Transcribe exactly the lines from the one containing "compact form (615,447)." through the last line of the listing below, inclusive, and nothing beyond them.

------------------------------------

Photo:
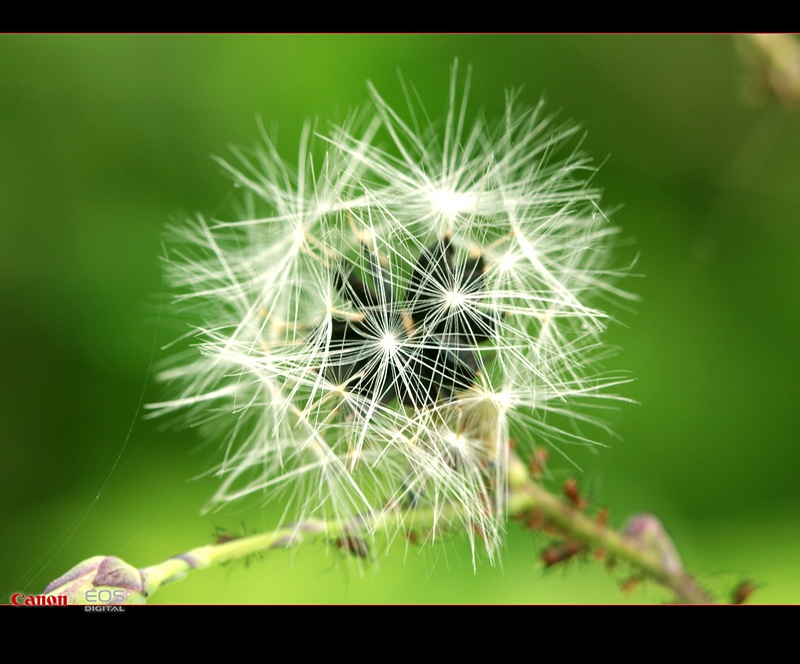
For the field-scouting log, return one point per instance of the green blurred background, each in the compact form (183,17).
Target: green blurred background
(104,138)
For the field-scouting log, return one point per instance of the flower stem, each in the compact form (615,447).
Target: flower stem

------------------------------------

## Solution to this problem:
For the field-scouting log, return one point per instance of the flower stem, each in the compact form (615,447).
Target: flower stem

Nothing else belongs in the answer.